== What you need to do ==
1. In the text about the Taracea ensemble, what instrument does Rainer Seiferth play?
2. Carry on the text about the Taracea ensemble from its final line.

Taracea
The debut of the Taracea ensemble creates a bridge between past and present. The Madrid-based trio’s artistic project is to combine early music, jazz and improvisation. Its founder Rainer Seiferth, a German musician who lives in Spain, plays the vihuela, the Spanish counterpart of the Renaissance lute. Belén Nieto is a flute and recorder specialist and a regular member of Jordi Savall’s ensembles. The double bass player Miguel Rodrigáñez is at home in jazz, flamenco and classical music. If there is a movement for ‘new’ early music, Michel Godard was one of its founders: the French virtuoso of the serpent blends in perfectly with the group. Percussionist David Mayoral combines East and West on zarb, riq and darbuka. The young Spanish singer and percussionist Isabel Martín performs a song by the Spanish Renaissance composer Juan del Encina. This album is called ‘Akoé’ – ‘Listening’ in ancient Greek: each of the musicians brings his or her own sound and ideas and becomes an integral part of an inextricably interwoven texture.
John Dowland (1562-1626), Hildegard von Bingen (1098-1179), Giulio Caccini (1545-1618), Heinrich Isaac (1450-1517), Juan del Encina (1469-1529), Josquin Desprez (1440-1521), Adrian Le Roy (1520-1598), Claude de Sermisy (1490-1562)

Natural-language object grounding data
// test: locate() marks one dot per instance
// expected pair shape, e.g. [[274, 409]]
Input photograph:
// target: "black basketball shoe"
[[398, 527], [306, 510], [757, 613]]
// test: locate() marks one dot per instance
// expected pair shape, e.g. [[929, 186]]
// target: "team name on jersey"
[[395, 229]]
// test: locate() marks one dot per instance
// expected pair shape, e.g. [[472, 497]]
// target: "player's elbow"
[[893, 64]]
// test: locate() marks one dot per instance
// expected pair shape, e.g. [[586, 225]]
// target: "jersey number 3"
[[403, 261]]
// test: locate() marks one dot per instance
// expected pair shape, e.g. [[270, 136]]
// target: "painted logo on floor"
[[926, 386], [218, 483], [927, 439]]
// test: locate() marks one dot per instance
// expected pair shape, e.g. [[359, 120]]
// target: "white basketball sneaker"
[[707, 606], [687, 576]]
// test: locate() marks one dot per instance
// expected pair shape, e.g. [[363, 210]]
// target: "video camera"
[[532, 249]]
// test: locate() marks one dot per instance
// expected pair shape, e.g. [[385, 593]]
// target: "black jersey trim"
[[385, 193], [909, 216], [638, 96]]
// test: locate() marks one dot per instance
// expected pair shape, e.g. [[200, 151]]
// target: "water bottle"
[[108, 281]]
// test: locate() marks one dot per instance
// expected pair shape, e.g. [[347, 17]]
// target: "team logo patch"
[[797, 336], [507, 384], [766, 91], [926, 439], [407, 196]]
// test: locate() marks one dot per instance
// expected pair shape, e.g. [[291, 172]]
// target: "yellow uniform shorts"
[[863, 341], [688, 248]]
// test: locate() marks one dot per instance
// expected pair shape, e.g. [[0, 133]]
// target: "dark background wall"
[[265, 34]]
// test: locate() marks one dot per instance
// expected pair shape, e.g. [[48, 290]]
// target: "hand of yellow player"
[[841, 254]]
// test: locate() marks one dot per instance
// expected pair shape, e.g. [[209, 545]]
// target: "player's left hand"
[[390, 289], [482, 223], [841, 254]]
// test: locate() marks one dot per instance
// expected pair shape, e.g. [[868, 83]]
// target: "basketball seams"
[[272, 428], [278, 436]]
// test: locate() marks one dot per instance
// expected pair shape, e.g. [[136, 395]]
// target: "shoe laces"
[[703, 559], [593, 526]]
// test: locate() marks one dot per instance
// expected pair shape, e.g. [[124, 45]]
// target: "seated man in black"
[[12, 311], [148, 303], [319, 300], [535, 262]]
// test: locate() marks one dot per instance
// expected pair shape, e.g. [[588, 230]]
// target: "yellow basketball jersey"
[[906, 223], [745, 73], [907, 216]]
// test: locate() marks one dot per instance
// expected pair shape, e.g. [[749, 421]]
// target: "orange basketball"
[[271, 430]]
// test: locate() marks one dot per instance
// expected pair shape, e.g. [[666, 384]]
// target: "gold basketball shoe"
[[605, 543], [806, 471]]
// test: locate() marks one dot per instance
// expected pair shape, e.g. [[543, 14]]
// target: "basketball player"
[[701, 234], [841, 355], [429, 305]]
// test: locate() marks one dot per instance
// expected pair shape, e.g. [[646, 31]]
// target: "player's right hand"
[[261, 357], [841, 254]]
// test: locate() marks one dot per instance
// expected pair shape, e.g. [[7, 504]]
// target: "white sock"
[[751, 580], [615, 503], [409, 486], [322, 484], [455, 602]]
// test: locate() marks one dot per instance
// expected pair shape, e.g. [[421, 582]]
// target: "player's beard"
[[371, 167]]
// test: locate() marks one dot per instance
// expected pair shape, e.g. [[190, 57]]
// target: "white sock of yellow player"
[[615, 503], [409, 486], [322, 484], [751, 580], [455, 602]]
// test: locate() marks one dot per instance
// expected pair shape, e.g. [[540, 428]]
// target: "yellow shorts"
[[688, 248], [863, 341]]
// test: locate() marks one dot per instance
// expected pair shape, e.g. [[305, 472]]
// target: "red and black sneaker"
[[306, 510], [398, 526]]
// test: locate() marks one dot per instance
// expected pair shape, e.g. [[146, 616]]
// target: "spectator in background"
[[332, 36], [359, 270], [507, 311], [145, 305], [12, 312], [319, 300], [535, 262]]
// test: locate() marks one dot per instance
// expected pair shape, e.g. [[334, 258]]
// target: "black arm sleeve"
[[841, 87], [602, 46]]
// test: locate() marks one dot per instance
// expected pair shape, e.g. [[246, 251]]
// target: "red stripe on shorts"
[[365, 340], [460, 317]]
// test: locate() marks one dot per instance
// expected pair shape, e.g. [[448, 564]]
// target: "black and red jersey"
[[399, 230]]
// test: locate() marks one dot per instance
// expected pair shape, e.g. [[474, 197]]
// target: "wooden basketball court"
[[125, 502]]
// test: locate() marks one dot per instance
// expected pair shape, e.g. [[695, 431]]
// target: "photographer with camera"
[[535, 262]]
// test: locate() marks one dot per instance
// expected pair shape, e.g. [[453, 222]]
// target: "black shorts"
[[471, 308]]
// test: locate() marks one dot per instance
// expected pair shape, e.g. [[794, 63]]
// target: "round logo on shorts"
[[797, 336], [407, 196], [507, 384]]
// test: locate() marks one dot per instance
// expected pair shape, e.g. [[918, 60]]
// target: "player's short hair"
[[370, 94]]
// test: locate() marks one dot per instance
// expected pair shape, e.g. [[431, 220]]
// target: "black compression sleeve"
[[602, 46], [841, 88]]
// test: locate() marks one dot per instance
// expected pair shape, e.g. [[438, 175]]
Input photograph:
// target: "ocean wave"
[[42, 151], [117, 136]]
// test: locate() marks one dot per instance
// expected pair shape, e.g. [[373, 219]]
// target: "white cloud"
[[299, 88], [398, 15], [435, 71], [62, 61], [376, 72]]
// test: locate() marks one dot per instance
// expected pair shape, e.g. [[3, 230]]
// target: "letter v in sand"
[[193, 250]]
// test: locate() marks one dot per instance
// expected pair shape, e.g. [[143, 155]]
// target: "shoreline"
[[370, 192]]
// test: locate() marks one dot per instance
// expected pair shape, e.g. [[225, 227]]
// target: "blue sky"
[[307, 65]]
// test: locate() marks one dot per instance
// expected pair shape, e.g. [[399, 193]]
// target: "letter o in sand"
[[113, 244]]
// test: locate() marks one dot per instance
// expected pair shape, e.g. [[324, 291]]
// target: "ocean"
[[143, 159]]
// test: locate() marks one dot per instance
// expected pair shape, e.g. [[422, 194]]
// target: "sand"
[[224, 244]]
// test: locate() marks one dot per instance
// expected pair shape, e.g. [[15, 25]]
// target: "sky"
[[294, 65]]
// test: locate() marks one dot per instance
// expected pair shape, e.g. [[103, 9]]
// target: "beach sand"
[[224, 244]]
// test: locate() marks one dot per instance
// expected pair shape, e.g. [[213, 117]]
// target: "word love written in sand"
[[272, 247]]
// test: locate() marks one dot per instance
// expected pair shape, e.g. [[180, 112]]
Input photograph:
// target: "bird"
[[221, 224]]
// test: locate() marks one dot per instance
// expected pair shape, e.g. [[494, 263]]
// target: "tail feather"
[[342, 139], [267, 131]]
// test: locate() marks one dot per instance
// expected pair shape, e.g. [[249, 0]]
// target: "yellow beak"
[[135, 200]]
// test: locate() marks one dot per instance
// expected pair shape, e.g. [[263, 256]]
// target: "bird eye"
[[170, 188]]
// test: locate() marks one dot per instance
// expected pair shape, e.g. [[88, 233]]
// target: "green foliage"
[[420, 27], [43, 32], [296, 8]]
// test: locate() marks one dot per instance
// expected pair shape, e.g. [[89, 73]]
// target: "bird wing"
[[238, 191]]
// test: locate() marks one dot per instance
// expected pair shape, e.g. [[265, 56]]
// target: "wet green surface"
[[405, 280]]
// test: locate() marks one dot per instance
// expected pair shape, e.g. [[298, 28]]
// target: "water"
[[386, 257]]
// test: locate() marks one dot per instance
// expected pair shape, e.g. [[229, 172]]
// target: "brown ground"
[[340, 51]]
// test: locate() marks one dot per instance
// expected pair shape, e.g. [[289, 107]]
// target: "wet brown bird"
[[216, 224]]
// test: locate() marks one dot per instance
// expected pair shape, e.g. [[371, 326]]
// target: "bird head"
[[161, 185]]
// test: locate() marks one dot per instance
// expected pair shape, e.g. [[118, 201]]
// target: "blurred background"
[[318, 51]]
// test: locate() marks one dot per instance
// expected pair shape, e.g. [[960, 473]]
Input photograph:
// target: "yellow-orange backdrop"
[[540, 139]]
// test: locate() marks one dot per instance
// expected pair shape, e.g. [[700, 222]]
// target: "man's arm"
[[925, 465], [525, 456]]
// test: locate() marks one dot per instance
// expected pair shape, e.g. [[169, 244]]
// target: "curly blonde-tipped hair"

== Answers for each item ==
1. The vihuela, the Spanish counterpart of the Renaissance lute.

2.
- Dowland: Preludio; Come again, sweet love doth now invite
+Caccini: Amarilli, mia bella
+Isaac: Innsbruck, ich muss dich lassen
+Encina: Iay triste que vengo
+Desprez: Mille regretz
+Le Roy: Passameze
+Hildegard von Bingen: O quam mirabilis est
+Sermisy: Tant que vivray
+Anonymus: Cuchilleros; Marizapalos
July 2020
The debut album of the ensemble Taracea is nothing if not creative…Like the music itself, the interpretations are highly eclectic, drawing freely on jazz, improvisation, folk, Latino and non-Western traditions. Instruments, too, are a strange miscellany…The disc may not be to all tastes, but for anyone interested in an innovative approach to early music, it will surprise and delight.